* Brief
From the records below, please return each line that holds the word "window".
━━━━━━━━
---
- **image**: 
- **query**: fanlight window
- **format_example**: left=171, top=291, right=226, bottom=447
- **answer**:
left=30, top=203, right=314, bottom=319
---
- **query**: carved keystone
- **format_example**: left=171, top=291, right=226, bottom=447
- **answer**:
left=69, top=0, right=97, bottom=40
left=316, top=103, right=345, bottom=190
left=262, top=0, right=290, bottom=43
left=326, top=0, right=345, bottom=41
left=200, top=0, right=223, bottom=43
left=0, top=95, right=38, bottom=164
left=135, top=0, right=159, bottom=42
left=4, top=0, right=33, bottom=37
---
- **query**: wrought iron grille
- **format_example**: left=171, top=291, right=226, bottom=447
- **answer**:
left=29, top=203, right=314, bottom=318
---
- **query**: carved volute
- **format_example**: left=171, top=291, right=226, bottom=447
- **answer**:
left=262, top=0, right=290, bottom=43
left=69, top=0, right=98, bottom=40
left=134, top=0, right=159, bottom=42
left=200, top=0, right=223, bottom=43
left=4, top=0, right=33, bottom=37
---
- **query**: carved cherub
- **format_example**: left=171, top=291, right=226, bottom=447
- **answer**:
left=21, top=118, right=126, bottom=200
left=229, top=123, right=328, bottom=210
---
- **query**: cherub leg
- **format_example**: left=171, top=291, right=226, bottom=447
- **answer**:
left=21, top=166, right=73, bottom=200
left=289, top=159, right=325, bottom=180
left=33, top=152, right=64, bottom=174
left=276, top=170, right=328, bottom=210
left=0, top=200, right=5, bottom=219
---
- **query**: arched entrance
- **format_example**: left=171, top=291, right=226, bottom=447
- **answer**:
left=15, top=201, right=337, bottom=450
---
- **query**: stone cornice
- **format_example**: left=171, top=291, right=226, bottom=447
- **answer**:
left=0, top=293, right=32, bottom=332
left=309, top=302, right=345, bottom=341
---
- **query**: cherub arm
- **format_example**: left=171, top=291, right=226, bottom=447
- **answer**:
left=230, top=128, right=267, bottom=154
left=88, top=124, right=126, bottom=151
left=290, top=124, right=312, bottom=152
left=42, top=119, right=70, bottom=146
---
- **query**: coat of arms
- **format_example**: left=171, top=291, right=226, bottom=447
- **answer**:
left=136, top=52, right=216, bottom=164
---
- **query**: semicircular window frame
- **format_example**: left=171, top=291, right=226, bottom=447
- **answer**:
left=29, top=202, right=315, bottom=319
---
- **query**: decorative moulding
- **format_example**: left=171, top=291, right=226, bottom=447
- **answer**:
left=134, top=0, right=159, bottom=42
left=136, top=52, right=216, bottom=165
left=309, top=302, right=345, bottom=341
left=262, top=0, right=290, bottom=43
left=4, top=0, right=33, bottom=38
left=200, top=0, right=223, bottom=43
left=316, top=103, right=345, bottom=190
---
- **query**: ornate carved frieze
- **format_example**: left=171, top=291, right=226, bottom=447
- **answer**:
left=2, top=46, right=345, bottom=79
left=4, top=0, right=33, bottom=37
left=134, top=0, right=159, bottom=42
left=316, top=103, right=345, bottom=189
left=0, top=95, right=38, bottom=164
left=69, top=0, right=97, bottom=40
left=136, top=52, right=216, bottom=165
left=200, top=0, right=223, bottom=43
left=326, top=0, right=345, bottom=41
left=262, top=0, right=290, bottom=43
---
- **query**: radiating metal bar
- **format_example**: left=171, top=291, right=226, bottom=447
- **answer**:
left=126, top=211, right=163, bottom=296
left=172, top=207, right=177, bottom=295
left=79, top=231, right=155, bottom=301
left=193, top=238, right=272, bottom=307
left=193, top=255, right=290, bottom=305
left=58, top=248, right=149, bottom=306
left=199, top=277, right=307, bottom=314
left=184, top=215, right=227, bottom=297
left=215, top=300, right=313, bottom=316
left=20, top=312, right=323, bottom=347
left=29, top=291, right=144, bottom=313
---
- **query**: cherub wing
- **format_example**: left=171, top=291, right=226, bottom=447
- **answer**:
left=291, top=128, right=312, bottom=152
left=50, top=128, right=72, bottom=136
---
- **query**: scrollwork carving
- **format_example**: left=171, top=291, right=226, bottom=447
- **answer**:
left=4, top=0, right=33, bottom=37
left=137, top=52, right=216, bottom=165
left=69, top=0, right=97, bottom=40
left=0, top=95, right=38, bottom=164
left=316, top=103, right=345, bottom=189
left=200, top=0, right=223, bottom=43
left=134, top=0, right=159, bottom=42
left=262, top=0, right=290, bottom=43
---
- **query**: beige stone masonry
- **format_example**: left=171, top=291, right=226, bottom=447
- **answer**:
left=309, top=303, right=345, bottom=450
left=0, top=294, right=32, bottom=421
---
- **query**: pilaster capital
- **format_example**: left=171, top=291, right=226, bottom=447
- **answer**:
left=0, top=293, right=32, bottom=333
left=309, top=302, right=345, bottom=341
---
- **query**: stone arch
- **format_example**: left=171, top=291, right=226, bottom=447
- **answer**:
━━━━━━━━
* Reply to the exercise
- **query**: fanlight window
- **query**: semicircular window frame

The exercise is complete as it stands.